■ **Written problem**: Would you restate, exactly as they appear, the lines from the one containing "Query: rocks inside gabion" through the end of the data below?

Pointing dataset excerpts:
BEGIN

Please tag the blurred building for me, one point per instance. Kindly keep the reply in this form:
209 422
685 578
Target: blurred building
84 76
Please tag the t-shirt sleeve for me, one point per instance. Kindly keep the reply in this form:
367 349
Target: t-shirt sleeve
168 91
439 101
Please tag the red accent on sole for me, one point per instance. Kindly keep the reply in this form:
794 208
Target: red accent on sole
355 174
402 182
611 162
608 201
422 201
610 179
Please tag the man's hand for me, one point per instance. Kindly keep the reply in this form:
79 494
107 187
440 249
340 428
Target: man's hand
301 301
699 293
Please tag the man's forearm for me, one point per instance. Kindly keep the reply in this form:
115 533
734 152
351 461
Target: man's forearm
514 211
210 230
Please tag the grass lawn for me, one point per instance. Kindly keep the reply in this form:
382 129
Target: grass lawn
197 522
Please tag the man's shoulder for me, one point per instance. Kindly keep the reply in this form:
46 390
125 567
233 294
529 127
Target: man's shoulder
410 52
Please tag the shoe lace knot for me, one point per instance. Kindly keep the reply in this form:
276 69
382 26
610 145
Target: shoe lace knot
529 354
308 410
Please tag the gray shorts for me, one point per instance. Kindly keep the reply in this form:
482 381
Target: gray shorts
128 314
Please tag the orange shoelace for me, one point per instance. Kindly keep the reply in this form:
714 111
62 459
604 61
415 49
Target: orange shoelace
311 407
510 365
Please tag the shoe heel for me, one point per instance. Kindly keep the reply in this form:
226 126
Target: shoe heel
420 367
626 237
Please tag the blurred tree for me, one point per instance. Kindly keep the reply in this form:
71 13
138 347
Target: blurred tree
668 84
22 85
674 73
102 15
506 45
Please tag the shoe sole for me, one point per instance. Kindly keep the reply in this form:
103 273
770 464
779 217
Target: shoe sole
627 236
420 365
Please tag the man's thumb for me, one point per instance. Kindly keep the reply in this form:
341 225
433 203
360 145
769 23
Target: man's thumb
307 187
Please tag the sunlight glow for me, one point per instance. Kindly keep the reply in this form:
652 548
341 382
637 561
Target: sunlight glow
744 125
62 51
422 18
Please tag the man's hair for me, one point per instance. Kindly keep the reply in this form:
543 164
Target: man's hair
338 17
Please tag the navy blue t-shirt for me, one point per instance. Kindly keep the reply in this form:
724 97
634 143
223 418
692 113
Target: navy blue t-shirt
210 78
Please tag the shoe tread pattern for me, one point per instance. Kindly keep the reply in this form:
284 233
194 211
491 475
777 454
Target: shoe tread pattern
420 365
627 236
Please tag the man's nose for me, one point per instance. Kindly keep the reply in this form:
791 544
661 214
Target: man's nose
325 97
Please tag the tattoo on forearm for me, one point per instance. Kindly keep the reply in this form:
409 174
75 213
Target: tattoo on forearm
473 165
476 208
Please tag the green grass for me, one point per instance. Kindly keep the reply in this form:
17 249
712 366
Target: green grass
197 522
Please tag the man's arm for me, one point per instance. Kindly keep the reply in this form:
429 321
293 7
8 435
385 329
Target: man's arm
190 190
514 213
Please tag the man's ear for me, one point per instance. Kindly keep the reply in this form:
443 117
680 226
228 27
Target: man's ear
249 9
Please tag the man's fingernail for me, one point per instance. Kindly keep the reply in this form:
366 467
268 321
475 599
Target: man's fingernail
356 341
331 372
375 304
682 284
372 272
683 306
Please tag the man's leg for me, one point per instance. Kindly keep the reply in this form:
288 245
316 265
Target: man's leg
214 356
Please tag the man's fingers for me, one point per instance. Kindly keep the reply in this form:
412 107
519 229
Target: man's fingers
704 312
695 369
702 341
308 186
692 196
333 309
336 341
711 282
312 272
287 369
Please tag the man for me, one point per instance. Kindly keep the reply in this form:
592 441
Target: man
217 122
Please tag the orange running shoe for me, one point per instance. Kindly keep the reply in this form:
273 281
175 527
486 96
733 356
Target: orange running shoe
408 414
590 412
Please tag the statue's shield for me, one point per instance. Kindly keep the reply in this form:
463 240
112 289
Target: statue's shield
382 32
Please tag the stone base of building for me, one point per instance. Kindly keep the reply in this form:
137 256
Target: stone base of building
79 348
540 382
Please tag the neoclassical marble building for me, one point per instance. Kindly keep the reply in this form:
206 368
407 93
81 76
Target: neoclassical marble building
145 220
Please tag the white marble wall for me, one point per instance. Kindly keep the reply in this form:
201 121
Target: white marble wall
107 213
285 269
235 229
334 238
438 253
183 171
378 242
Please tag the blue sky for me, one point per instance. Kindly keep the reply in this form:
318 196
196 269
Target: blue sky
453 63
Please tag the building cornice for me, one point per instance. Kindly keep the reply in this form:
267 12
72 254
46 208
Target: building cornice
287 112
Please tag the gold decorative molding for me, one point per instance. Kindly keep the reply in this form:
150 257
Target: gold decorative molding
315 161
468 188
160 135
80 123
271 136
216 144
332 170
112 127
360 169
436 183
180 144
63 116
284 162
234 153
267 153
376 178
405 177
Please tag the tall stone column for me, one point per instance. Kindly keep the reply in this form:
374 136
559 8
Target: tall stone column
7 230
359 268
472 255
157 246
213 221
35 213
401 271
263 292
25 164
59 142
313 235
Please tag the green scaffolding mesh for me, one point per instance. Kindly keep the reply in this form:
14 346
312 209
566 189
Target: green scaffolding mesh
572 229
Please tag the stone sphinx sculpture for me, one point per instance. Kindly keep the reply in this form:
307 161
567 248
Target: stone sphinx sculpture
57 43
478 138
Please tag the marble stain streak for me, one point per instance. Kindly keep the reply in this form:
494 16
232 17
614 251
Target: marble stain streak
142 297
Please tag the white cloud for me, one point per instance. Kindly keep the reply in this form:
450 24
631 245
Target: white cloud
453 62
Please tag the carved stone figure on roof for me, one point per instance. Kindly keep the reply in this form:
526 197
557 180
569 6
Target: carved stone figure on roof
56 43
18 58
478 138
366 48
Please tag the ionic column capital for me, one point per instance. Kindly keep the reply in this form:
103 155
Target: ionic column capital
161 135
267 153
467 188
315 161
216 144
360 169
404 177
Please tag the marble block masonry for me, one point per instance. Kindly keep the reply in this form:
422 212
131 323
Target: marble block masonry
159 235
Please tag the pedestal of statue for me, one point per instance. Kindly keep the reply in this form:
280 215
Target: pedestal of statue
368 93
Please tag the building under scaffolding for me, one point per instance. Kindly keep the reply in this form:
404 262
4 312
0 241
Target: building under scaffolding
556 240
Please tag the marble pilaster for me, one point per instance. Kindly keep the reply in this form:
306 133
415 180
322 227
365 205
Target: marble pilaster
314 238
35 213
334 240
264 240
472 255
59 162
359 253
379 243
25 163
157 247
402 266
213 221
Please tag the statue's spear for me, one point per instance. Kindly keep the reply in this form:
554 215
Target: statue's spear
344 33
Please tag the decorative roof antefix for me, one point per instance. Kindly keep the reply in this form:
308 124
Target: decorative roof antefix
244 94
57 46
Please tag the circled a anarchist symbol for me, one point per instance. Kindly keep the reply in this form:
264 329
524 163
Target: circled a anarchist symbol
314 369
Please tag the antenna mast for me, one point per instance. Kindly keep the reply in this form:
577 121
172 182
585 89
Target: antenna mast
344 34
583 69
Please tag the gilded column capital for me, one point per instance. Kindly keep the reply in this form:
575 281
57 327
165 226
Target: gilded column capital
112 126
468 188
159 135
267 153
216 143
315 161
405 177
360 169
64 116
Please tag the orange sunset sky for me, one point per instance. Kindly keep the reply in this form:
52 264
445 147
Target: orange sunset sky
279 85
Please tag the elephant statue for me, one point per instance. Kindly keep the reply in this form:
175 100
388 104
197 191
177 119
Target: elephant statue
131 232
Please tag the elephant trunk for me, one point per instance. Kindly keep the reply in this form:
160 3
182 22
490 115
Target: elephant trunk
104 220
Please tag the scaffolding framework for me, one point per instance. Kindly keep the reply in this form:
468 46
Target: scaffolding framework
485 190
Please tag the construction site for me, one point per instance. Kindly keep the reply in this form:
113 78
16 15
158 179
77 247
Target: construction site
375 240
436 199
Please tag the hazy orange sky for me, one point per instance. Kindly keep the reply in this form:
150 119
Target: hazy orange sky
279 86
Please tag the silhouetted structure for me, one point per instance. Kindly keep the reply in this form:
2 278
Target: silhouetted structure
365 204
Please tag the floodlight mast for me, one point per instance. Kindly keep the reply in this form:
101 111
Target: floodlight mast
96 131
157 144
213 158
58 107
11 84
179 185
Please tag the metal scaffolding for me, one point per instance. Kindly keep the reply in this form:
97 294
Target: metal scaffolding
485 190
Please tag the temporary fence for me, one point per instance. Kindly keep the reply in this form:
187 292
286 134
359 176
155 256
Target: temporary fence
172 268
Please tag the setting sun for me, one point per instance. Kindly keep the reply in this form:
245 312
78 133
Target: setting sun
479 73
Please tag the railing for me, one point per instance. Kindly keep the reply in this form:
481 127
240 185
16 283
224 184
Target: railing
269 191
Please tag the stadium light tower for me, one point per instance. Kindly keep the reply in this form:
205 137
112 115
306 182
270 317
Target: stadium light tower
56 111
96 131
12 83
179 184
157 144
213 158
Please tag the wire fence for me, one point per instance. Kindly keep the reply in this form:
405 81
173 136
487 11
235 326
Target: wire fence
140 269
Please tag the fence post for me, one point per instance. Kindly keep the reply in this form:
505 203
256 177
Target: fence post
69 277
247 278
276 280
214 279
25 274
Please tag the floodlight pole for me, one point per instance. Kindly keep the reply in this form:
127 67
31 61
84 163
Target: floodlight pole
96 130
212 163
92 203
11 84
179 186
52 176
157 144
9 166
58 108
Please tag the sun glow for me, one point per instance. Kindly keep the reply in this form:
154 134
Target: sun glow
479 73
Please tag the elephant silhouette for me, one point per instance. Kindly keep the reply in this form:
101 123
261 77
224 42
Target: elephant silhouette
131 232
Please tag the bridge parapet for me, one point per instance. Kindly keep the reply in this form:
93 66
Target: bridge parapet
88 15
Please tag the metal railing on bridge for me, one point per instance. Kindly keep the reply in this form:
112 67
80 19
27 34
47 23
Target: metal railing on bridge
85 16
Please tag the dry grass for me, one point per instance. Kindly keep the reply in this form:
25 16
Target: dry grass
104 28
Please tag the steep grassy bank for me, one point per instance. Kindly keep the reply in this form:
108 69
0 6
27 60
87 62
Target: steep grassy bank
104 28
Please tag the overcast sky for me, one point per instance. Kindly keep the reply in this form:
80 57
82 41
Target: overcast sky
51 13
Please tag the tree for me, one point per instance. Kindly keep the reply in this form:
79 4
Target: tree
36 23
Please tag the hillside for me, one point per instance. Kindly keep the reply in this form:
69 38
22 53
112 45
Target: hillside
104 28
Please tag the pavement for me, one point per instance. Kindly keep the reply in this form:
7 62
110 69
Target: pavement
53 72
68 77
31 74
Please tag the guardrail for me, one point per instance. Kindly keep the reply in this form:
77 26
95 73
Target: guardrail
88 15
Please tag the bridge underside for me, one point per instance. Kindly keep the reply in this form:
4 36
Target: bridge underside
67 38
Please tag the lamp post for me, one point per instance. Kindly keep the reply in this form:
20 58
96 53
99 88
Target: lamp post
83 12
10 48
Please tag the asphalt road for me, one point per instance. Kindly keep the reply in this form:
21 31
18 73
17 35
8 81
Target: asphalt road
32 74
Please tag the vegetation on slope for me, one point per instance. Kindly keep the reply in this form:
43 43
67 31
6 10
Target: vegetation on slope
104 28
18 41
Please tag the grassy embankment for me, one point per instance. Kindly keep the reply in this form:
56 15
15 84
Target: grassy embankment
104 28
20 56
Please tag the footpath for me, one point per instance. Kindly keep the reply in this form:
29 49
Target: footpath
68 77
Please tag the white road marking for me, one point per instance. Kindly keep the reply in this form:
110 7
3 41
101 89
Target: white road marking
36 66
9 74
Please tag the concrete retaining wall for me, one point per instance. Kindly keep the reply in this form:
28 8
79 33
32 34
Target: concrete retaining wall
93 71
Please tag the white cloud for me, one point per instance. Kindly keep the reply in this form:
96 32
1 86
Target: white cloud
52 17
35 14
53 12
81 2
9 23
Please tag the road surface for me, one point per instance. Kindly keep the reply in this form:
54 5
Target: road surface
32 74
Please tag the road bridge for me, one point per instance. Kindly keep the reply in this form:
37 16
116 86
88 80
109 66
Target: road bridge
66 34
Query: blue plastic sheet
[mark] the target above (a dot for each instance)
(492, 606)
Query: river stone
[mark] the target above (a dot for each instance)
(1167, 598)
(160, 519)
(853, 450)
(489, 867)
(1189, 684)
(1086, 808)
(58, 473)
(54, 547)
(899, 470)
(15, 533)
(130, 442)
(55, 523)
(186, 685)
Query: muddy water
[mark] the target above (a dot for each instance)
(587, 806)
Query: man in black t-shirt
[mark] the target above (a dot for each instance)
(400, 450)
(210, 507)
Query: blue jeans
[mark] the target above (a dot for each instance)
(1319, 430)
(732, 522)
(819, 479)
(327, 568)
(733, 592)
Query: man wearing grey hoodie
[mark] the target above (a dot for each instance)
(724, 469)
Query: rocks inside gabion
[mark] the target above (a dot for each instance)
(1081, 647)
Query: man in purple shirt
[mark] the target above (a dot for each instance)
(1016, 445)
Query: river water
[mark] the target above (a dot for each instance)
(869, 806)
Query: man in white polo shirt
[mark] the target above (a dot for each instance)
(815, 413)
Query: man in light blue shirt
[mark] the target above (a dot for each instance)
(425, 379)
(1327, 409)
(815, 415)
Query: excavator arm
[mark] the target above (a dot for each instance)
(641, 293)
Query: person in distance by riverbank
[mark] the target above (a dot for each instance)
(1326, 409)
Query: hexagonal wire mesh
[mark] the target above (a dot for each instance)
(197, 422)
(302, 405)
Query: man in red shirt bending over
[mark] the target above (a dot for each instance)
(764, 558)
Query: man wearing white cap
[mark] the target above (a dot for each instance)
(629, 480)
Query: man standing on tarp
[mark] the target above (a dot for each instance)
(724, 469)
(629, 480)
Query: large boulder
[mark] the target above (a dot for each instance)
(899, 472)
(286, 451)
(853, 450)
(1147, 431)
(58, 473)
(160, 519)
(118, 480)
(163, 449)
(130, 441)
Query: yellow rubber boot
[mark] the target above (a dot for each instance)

END

■ **Exercise solution**:
Query: rocks inside gabion
[mark] the target above (a dot for each instance)
(1081, 647)
Query: man in purple shirt
[mark] the target above (a dot for each instance)
(1016, 445)
Query: river water
[mark] the target above (a dot for each instance)
(869, 806)
Query: man in white polo shirt
[mark] the target above (a dot for each instance)
(815, 413)
Query: man in light blue shirt
[mark] the target above (a dot for each instance)
(425, 379)
(1327, 409)
(815, 415)
Query: excavator arm
[mark] the target above (a dot for each instance)
(641, 293)
Query: person in distance by riverbank
[mark] the target above (a dot for each instance)
(1326, 409)
Query: hexagonal wire mesh
[mark] the target above (a dot for each instance)
(197, 422)
(302, 405)
Query: man in red shirt bending over
[mark] the target above (a dot for each instance)
(764, 558)
Query: man wearing white cap
[mark] the target above (a dot for each instance)
(629, 480)
Query: man standing on tarp
[mark] the target above (a dot for each instance)
(724, 469)
(629, 480)
Query: large boulder
[mark] the target above (a dot for each instance)
(899, 472)
(286, 451)
(853, 450)
(1147, 431)
(58, 473)
(160, 519)
(118, 480)
(163, 449)
(130, 441)
Query: yellow rubber boot
[mark] the target above (a dot for each instance)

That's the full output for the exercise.